• [Selected text]
Although individual years in the historic period had conditions that approached those reconstructed for the LGM, on a decadal basis the climate of Nevada Division 3 has remained warmer and (generally) drier than that of the LGM (Figure 18). The range of inter-decadal variability over the past century has been ~2° C and ~97 mm in Nevada Divisions 3 and 4, exceeding the differences in LGM estimates between Spaulding (1985) and this report.

Potential influences of changes in atmospheric chemistry on plant communities. Atmospheric carbon dioxide concentrations during the late Pleistocene were greatly reduced relative to pre-industrial Holocene levels, and during the LGM they were as low as ~190 ppmv (versus ~280 ppmv during the Holocene, Barnola and others, 1987). In addition to its effects on global climates, this change in atmospheric chemistry may have had influences on the physiology of plants, their elevational distributions, and the sensitivity of plant species and communities to climatic variations (Ehleringer and others, 1997). Woodward (1987) demonstrated that stomatal density decreased during the last 200 years in a variety of species due to the increased availability of carbon dioxide in the atmosphere following the industrial revolution. Van de Water and others (1994) demonstrated that fossil needles of Pinus flexilis in the Southwestern United States had 17% greater stomatal density during the LGM than at 12,000 years ago (by which time atmospheric carbon dioxide had increased 30% over LGM levels). By their calculations, water-use efficiency for this species would have been ~15% lower at the LGM than at 12 ka, assuming constant temperature and humidity.

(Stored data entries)
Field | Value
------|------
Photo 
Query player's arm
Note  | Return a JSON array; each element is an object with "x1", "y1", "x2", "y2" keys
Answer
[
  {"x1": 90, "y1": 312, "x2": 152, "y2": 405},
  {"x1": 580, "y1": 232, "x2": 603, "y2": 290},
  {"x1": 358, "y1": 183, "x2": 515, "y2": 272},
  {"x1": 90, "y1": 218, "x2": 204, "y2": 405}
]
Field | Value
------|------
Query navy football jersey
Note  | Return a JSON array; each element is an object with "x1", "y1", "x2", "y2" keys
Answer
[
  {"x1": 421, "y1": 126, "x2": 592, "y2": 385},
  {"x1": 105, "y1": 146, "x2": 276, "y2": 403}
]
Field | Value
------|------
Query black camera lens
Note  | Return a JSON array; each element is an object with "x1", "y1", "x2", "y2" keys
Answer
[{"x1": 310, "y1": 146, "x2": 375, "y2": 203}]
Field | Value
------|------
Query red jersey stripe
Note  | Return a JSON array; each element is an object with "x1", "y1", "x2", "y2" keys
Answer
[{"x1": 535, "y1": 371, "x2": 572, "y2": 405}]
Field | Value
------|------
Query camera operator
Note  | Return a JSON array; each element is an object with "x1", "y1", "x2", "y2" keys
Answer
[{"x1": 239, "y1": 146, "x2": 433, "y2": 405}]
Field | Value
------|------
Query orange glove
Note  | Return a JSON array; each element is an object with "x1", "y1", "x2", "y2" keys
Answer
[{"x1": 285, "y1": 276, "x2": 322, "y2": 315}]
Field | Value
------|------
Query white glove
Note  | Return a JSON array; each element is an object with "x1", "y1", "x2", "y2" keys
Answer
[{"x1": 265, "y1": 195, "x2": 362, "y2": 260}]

• [Aim of the task] According to the paleoclimate text, how low did atmospheric carbon dioxide concentrations fall during the LGM?

• [Result] As low as ~190 ppmv.